• _WHAT NEEDS TO BE DONE_
How do the records below read from their first line through the line containing "holes by even-odd"? Write those lines out exactly.

Records from a dataset:
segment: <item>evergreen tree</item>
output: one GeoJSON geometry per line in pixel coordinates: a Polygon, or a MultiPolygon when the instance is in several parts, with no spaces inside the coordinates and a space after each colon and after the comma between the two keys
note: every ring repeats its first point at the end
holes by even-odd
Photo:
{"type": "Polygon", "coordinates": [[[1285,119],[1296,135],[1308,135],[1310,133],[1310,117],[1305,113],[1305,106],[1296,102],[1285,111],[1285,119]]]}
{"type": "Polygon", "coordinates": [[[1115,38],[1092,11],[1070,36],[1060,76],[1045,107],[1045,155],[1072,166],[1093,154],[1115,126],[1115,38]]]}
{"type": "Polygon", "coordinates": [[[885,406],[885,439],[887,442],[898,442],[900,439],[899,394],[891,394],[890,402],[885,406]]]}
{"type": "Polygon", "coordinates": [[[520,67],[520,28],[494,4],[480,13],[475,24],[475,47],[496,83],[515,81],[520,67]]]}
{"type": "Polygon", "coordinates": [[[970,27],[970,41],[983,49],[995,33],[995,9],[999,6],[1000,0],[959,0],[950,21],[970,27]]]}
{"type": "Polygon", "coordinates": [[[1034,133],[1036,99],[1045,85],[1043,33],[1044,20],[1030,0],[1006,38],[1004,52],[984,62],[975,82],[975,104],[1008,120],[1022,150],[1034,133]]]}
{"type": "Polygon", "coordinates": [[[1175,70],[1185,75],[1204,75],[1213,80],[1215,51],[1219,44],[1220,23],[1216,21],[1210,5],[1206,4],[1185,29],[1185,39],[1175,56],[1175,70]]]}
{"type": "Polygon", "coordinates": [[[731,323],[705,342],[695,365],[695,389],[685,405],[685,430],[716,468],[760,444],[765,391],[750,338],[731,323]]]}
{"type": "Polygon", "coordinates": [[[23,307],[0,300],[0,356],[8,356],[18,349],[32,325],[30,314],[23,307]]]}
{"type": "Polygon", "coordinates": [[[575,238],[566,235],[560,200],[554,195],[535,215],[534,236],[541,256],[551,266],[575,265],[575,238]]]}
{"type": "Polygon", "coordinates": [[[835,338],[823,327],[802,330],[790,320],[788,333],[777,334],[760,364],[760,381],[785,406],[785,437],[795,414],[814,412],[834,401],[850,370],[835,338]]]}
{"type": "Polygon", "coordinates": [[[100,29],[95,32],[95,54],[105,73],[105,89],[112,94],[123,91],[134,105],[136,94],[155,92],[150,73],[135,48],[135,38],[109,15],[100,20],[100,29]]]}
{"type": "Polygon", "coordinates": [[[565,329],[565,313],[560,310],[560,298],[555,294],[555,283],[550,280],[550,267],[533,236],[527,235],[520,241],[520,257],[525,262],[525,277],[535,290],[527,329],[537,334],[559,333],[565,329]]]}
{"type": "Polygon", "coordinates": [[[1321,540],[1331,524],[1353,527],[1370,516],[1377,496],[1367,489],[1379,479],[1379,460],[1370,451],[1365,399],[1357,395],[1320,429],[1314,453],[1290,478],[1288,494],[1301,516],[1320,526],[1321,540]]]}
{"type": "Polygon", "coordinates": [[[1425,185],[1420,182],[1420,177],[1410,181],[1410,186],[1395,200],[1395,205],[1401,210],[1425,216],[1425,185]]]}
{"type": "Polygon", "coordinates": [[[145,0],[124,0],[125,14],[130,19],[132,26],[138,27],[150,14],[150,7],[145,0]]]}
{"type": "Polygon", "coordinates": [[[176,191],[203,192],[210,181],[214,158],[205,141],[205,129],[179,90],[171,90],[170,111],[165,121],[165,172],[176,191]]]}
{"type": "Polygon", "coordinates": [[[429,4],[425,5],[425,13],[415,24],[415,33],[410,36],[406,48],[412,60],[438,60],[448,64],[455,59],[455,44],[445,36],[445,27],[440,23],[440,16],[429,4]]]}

• _WRITTEN ANSWER_
segment: <item>evergreen tree</item>
output: one GeoJSON geometry per line in pixel coordinates: a Polygon, or a MultiPolygon when the instance is in several parts, with no spaces inside the coordinates and a space after each colon and after the comma between the two keys
note: every ring repeats its first point at the end
holes by even-odd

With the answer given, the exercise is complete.